-- Brief --
Two lines mark the range in the entries below: the one holding "Target: ornamental stone scroll" and the one holding "Target: tombstone". Set down those two and all lines between them, exactly.

-- Task inputs --
⟨

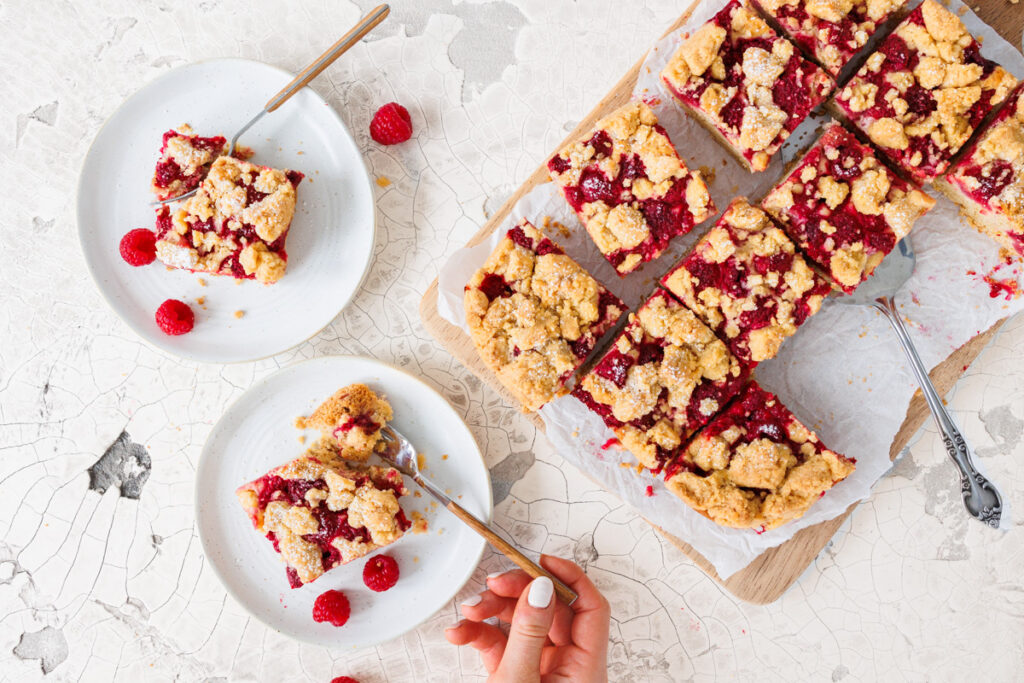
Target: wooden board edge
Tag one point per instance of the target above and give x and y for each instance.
(760, 582)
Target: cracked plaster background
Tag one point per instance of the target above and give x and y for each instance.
(113, 586)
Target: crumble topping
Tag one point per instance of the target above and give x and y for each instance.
(844, 208)
(535, 314)
(184, 158)
(833, 32)
(666, 376)
(744, 82)
(236, 224)
(630, 187)
(745, 280)
(755, 466)
(350, 423)
(923, 93)
(318, 515)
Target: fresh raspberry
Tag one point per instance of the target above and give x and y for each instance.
(380, 573)
(138, 247)
(175, 317)
(391, 124)
(333, 607)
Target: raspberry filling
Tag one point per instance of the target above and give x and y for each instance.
(756, 414)
(333, 524)
(169, 172)
(666, 216)
(614, 367)
(822, 32)
(363, 421)
(921, 101)
(822, 230)
(244, 235)
(730, 278)
(794, 91)
(992, 179)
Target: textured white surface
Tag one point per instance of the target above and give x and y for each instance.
(115, 588)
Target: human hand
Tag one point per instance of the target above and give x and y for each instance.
(548, 640)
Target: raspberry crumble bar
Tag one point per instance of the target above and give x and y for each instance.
(236, 224)
(988, 182)
(830, 32)
(350, 422)
(184, 159)
(630, 187)
(744, 83)
(535, 314)
(844, 208)
(666, 375)
(318, 516)
(747, 281)
(756, 465)
(923, 93)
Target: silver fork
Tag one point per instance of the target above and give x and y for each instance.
(366, 25)
(980, 497)
(401, 455)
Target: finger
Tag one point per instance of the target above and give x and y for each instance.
(485, 605)
(487, 640)
(572, 575)
(528, 634)
(511, 585)
(590, 626)
(561, 627)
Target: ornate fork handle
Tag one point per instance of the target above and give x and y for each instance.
(980, 497)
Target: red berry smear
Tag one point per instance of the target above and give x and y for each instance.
(380, 573)
(391, 124)
(175, 317)
(333, 607)
(138, 247)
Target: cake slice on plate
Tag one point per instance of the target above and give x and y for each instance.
(236, 224)
(318, 516)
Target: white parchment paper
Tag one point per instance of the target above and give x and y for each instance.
(843, 374)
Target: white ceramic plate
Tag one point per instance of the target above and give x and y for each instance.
(331, 240)
(257, 433)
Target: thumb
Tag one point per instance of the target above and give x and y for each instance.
(528, 635)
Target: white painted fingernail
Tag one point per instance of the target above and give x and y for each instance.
(541, 590)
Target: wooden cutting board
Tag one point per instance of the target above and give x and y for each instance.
(775, 569)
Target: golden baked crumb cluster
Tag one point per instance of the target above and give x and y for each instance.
(756, 466)
(665, 376)
(747, 281)
(629, 186)
(236, 224)
(833, 32)
(844, 208)
(749, 86)
(923, 93)
(350, 423)
(535, 314)
(320, 515)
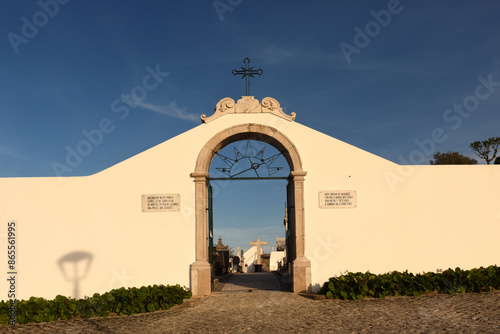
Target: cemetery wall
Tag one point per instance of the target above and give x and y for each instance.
(432, 218)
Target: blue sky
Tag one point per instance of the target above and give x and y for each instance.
(380, 75)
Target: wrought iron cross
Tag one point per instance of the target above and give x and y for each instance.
(247, 72)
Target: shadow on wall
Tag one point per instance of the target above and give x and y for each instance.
(75, 267)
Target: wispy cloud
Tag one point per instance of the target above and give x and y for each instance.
(171, 110)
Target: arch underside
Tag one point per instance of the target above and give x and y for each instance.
(301, 267)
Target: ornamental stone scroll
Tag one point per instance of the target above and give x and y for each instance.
(248, 105)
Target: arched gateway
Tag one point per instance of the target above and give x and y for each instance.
(301, 266)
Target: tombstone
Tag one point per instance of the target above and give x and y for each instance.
(221, 258)
(258, 259)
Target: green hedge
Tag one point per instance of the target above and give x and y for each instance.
(356, 286)
(120, 301)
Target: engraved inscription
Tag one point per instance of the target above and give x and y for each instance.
(161, 203)
(335, 199)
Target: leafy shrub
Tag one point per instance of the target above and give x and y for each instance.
(120, 301)
(355, 286)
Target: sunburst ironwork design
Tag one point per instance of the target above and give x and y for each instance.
(248, 162)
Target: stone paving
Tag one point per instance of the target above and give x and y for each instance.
(236, 309)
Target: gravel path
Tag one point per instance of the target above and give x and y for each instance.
(235, 309)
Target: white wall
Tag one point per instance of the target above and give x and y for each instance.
(438, 217)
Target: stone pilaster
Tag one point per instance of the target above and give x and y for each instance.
(200, 269)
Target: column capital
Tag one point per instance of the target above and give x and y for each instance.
(295, 175)
(200, 176)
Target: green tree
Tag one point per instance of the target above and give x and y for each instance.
(483, 148)
(452, 158)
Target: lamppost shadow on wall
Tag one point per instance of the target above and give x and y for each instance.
(77, 259)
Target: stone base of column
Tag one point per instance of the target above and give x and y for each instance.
(302, 275)
(201, 284)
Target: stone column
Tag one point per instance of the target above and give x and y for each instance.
(301, 264)
(200, 269)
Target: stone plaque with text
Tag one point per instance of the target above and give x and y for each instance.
(337, 199)
(161, 203)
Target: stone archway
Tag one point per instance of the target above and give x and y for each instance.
(301, 266)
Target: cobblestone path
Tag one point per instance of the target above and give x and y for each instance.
(264, 310)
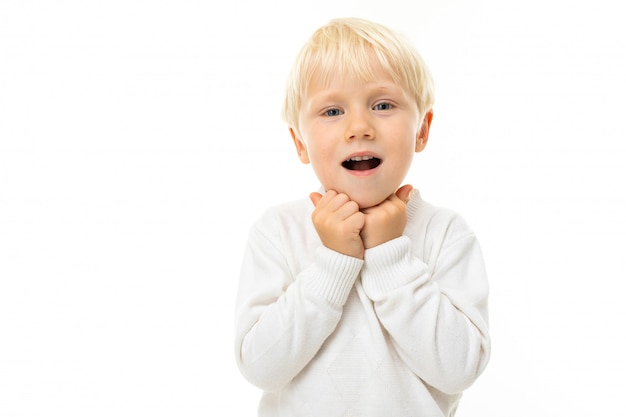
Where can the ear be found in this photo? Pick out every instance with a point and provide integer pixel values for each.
(422, 136)
(300, 147)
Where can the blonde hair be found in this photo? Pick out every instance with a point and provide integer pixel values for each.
(353, 48)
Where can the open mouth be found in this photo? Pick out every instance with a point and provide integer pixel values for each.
(361, 163)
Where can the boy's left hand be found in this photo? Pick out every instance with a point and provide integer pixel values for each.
(387, 220)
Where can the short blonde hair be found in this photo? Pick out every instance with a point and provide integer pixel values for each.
(354, 47)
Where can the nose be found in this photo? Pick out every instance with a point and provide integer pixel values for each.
(359, 126)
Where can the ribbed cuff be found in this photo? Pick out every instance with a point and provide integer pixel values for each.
(389, 266)
(332, 275)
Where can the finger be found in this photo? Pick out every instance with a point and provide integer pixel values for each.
(404, 192)
(315, 198)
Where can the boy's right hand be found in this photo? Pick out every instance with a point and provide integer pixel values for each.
(338, 222)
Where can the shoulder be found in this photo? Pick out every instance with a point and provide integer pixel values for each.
(284, 216)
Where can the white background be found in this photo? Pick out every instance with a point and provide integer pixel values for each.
(140, 139)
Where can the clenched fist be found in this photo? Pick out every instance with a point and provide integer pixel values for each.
(338, 222)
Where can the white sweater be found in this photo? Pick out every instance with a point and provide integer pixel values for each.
(401, 333)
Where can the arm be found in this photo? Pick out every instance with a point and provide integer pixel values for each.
(436, 315)
(281, 320)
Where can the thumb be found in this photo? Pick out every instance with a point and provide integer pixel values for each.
(315, 198)
(404, 192)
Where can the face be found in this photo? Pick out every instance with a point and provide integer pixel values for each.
(360, 137)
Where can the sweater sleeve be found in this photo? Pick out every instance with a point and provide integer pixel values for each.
(281, 320)
(436, 315)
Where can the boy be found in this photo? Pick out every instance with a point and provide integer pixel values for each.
(363, 299)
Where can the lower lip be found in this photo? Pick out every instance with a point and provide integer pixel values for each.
(363, 173)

⟩

-- Output for this exercise --
Target: ornamental stone scroll
Tag one point per instance of the target above and give x and y for each instance.
(248, 105)
Target: arched gateway
Tag one point per instance of the target above and give x and y for each instance.
(301, 266)
Target: tombstone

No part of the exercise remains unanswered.